Rewrite every line of the entries below as a JSON list of strings, one string per line, leaving out blank lines.

··· Data supplied

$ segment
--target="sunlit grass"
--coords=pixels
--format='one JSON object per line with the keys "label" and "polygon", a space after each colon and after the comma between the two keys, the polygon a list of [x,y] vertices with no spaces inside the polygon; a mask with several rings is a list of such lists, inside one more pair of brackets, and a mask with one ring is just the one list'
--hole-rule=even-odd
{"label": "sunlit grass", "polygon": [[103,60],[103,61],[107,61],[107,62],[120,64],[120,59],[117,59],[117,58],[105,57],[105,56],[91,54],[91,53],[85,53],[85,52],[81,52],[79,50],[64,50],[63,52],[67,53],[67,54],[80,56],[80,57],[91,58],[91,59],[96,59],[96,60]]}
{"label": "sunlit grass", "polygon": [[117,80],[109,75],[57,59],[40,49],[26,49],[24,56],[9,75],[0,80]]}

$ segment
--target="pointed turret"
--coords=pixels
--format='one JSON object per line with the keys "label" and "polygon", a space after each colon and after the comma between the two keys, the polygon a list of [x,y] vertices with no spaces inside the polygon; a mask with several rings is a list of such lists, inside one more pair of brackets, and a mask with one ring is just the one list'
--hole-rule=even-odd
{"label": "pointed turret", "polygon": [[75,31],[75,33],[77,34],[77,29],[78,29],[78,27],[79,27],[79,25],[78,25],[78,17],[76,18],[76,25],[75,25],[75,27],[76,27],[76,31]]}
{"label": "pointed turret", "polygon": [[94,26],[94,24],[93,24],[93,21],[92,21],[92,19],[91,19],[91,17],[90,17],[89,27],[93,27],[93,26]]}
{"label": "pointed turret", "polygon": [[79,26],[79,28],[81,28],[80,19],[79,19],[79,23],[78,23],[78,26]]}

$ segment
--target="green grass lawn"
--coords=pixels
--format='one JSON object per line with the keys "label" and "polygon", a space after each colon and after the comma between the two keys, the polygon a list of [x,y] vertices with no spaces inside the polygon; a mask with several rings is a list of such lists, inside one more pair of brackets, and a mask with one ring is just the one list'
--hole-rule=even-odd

······

#### Solution to the exercise:
[
  "$ segment",
  "--target=\"sunlit grass\"",
  "--coords=pixels",
  "--format='one JSON object per line with the keys \"label\" and \"polygon\", a space after each colon and after the comma between the two keys, the polygon a list of [x,y] vertices with no spaces inside the polygon; a mask with several rings is a list of such lists, inside one more pair of brackets, and a mask with one ring is just the one list'",
  "--hole-rule=even-odd",
  "{\"label\": \"sunlit grass\", \"polygon\": [[103,60],[103,61],[107,61],[107,62],[120,64],[120,59],[117,59],[117,58],[105,57],[105,56],[91,54],[91,53],[85,53],[85,52],[81,52],[79,50],[64,50],[63,52],[67,53],[67,54],[80,56],[80,57],[91,58],[91,59],[96,59],[96,60]]}",
  "{\"label\": \"sunlit grass\", \"polygon\": [[117,80],[109,75],[57,59],[40,49],[26,49],[24,56],[9,75],[0,80]]}",
  "$ segment",
  "--target=\"pointed turret\"",
  "--coords=pixels",
  "--format='one JSON object per line with the keys \"label\" and \"polygon\", a space after each colon and after the comma between the two keys, the polygon a list of [x,y] vertices with no spaces inside the polygon; a mask with several rings is a list of such lists, inside one more pair of brackets, and a mask with one ring is just the one list'",
  "--hole-rule=even-odd",
  "{\"label\": \"pointed turret\", \"polygon\": [[75,31],[75,33],[77,34],[77,29],[78,29],[78,27],[79,27],[79,25],[78,25],[78,17],[76,18],[76,25],[75,25],[75,27],[76,27],[76,31]]}",
  "{\"label\": \"pointed turret\", \"polygon\": [[94,26],[94,24],[93,24],[93,21],[92,21],[92,19],[91,19],[91,17],[90,17],[89,27],[93,27],[93,26]]}",
  "{\"label\": \"pointed turret\", \"polygon\": [[79,26],[79,28],[81,28],[80,19],[79,19],[79,23],[78,23],[78,26]]}",
  "$ segment",
  "--target=\"green grass lawn\"",
  "--coords=pixels",
  "--format='one JSON object per line with the keys \"label\" and \"polygon\", a space after each colon and after the comma between the two keys, the polygon a list of [x,y] vertices with no spaces inside the polygon; a mask with several rings is a list of such lists, inside one more pair of brackets, and a mask with one ring is just the one list'",
  "--hole-rule=even-odd"
]